<<<<
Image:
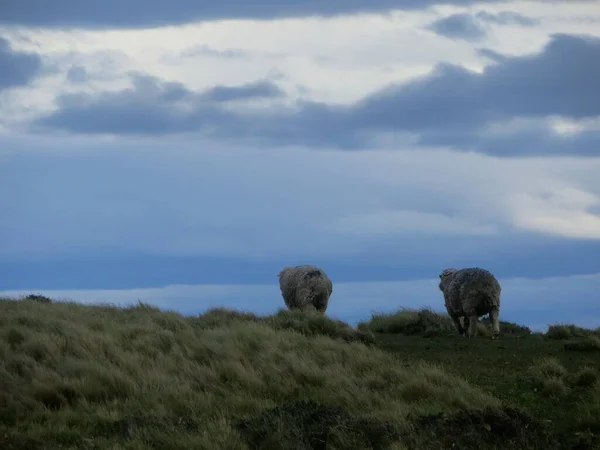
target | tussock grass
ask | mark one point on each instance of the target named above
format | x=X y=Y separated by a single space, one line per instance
x=586 y=377
x=76 y=376
x=96 y=377
x=586 y=344
x=426 y=322
x=563 y=331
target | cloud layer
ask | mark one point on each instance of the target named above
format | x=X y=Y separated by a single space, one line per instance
x=450 y=105
x=115 y=13
x=535 y=303
x=17 y=68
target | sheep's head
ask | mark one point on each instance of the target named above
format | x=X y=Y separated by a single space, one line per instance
x=446 y=277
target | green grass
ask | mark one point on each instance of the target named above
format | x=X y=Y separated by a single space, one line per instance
x=101 y=377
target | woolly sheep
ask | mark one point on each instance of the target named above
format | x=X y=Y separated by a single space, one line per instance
x=468 y=294
x=305 y=287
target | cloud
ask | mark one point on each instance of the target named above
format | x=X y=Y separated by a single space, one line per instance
x=472 y=27
x=17 y=68
x=139 y=13
x=507 y=18
x=77 y=74
x=412 y=209
x=153 y=106
x=260 y=89
x=459 y=26
x=450 y=105
x=532 y=302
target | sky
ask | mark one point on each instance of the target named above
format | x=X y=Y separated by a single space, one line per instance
x=182 y=153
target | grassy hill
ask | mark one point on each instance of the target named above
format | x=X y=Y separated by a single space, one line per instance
x=102 y=377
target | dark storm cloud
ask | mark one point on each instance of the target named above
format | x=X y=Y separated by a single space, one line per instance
x=449 y=106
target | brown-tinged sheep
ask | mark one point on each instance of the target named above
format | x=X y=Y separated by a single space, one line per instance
x=305 y=287
x=470 y=293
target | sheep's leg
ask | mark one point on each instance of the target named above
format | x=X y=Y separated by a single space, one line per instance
x=458 y=325
x=495 y=319
x=473 y=320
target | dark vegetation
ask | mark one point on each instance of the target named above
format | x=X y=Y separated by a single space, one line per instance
x=101 y=377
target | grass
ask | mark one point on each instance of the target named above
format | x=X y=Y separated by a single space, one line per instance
x=425 y=322
x=100 y=377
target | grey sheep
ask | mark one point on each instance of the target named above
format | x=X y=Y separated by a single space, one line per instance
x=468 y=294
x=305 y=287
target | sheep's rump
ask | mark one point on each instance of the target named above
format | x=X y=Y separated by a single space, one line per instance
x=471 y=288
x=305 y=285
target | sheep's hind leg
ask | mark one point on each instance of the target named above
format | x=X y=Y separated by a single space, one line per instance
x=473 y=321
x=495 y=319
x=458 y=325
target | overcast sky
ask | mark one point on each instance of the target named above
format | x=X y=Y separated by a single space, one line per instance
x=183 y=152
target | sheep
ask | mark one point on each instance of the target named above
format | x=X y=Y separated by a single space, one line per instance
x=305 y=287
x=468 y=294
>>>>
Required work:
Please turn all of the records above into a numbered list, one line per entry, with blank lines left out. Leave the pictures out of the answer.

Response to the exercise:
1. Image:
2. target | tussock grass
3. ask | mark one point on each instance of the target named above
4. format | x=X y=Y separated by a single space, one line per instance
5. x=586 y=377
6. x=76 y=376
7. x=96 y=377
8. x=586 y=344
9. x=426 y=322
10. x=563 y=331
11. target | cloud layer
12. ask | mark one point on each instance of the target named above
13. format | x=X y=Y separated by a single space, one line per instance
14. x=450 y=105
15. x=115 y=13
16. x=535 y=303
17. x=17 y=68
18. target | sheep's head
19. ask | mark one point on each instance of the target named above
20. format | x=X y=Y separated by a single space, one line per instance
21. x=446 y=277
22. target | green grass
23. ask | mark one point on each instance of the target named above
24. format | x=X y=Y separated by a single space, one line per instance
25. x=101 y=377
26. target | woolly sheep
27. ask | mark one point on each instance of the target named above
28. format | x=X y=Y separated by a single space, one line per instance
29. x=468 y=294
30. x=305 y=287
31. target | cloud
32. ask | mark one point on each instance of the target named above
33. format | x=X y=Y separated by a single space, one line per instance
34. x=472 y=27
35. x=17 y=68
36. x=139 y=13
37. x=507 y=18
38. x=77 y=74
39. x=412 y=209
40. x=153 y=106
41. x=260 y=89
42. x=459 y=26
43. x=450 y=105
44. x=532 y=302
45. target | sky
46. ask | mark one point on each instance of the target named above
47. format | x=X y=Y separated by a single space, one line per instance
48. x=182 y=153
49. target | grassy hill
50. ask | mark one point on each instance of the target named above
51. format | x=X y=Y separated by a single space, one line per instance
52. x=102 y=377
53. target | dark storm cloud
54. ask | mark one point on each instance of the target named above
55. format | x=X y=Y separated by a single space, one line per instance
56. x=449 y=106
57. target | brown-tinged sheep
58. ask | mark one point on each instance of the target named above
59. format | x=X y=Y separated by a single space, one line per instance
60. x=305 y=287
61. x=470 y=293
62. target | sheep's leg
63. ask | mark one point on each instance of the target named above
64. format | x=X y=Y separated by a single space, one line per instance
65. x=458 y=325
66. x=495 y=319
67. x=473 y=320
68. target | dark vegetation
69. ask | mark one point on each instance of the target named above
70. format | x=X y=Y separated by a single space, one line per instance
71. x=101 y=377
72. target | grass
73. ask | mark one point on each instance of the target named above
74. format | x=X y=Y separated by a single space, one line per instance
75. x=425 y=322
76. x=100 y=377
77. target | grey sheep
78. ask | mark one point on each instance of the target named above
79. format | x=X y=Y separated by a single space, one line per instance
80. x=468 y=294
81. x=305 y=287
82. target | sheep's rump
83. ask | mark one point on each instance of the target named above
84. format | x=X y=Y separated by a single space, one line per instance
85. x=471 y=288
86. x=305 y=285
87. target | sheep's hind leg
88. ask | mark one point on each instance of the target named above
89. format | x=X y=Y separated by a single space, one line per instance
90. x=473 y=321
91. x=495 y=319
92. x=458 y=325
93. target | overcast sky
94. ask | mark one point on each instance of the target named above
95. format | x=X y=Y separated by a single space, one line per instance
96. x=183 y=152
97. target | sheep
98. ask | mark one point on each instance of the target named above
99. format | x=X y=Y separated by a single space, one line per instance
100. x=305 y=287
101. x=468 y=294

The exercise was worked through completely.